**DATA RECORDS**
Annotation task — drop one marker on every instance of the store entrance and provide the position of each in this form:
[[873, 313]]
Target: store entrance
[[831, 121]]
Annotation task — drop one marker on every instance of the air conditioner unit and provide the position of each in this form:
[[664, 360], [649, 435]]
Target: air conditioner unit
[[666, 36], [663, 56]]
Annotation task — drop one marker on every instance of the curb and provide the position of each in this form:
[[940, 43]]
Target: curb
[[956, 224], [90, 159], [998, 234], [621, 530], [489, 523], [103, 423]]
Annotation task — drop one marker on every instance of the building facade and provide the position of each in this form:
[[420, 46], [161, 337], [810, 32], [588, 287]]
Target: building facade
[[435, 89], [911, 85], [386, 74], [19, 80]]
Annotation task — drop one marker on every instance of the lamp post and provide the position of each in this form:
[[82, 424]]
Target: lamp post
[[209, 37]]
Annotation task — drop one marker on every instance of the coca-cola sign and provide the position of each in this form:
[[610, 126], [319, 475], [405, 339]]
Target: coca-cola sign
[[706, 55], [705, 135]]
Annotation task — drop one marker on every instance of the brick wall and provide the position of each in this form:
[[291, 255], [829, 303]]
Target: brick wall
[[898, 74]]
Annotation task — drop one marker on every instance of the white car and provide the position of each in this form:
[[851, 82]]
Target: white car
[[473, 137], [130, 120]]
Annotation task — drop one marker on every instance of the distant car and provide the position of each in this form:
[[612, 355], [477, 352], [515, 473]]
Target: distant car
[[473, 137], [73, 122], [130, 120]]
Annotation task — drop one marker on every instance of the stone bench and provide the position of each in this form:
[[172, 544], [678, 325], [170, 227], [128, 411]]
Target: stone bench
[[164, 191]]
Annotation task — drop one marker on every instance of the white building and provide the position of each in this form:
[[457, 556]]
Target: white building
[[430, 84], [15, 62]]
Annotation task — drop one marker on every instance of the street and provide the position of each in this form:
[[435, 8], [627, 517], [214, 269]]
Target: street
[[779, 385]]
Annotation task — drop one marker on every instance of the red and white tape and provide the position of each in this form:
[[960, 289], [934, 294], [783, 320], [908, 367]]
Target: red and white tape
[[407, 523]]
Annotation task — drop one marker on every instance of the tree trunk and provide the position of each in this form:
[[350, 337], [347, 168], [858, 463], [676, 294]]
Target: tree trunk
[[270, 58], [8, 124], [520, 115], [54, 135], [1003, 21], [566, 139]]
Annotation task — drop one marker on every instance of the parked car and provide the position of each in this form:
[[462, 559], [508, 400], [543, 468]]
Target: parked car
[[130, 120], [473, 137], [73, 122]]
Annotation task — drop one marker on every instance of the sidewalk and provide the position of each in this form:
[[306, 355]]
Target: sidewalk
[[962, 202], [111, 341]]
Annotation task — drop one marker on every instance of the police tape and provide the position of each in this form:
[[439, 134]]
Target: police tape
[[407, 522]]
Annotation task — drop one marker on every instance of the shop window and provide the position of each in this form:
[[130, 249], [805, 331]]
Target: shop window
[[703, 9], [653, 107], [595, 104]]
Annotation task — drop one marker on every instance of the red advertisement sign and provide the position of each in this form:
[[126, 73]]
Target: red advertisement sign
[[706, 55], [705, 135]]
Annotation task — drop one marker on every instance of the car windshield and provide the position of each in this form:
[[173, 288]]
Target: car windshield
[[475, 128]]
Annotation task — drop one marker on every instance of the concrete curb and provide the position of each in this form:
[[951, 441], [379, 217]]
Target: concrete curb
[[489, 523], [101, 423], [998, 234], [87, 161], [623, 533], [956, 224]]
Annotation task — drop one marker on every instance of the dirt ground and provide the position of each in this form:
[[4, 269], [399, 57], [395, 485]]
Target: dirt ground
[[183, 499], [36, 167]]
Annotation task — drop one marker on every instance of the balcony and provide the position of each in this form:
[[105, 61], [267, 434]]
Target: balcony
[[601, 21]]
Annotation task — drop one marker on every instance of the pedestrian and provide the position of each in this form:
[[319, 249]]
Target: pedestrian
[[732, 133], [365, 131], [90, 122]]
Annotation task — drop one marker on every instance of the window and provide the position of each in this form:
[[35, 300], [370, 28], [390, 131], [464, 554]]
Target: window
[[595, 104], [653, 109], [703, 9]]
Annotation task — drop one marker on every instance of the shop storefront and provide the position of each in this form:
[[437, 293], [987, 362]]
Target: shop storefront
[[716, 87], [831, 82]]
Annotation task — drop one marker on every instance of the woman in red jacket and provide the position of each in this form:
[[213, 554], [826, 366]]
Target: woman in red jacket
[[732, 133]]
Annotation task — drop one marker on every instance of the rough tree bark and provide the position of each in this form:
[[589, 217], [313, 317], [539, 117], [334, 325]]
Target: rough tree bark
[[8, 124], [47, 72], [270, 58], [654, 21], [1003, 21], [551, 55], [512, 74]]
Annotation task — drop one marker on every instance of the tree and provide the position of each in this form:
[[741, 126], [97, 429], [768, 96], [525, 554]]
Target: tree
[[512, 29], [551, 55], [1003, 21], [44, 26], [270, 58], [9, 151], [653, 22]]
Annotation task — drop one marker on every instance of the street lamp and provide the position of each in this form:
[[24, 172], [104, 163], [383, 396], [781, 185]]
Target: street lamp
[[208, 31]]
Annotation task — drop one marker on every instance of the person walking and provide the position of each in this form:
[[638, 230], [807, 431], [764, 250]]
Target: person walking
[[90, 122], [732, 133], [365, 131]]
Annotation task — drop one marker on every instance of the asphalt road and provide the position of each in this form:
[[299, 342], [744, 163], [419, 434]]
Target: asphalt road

**GIVEN REQUEST**
Format the lines from the first one through the line containing "[[435, 89], [911, 85], [386, 74], [19, 80]]", both included, as a numbered list, leaving out any blank lines.

**EXERCISE ANSWER**
1. Annotation task — drop one marker on every instance of the store entrance and provide the position of each in this form:
2. [[873, 313]]
3. Target: store entrance
4. [[831, 121]]
5. Annotation task — drop one marker on every instance of the air conditioner unit and provide the position of each in this form:
6. [[664, 360], [649, 435]]
7. Target: air conditioner unit
8. [[666, 36], [663, 56]]
9. Annotation task — drop one marker on every instance of the curb and provide the position of each in this form:
10. [[940, 43]]
11. Target: curb
12. [[956, 224], [90, 159], [998, 234], [621, 530], [489, 523], [103, 423]]
13. Annotation task — drop one marker on every instance of the building facade and provide the position of each in this form:
14. [[420, 46], [161, 337], [810, 32], [588, 287]]
15. Target: building facade
16. [[435, 89], [911, 85], [386, 74], [19, 80]]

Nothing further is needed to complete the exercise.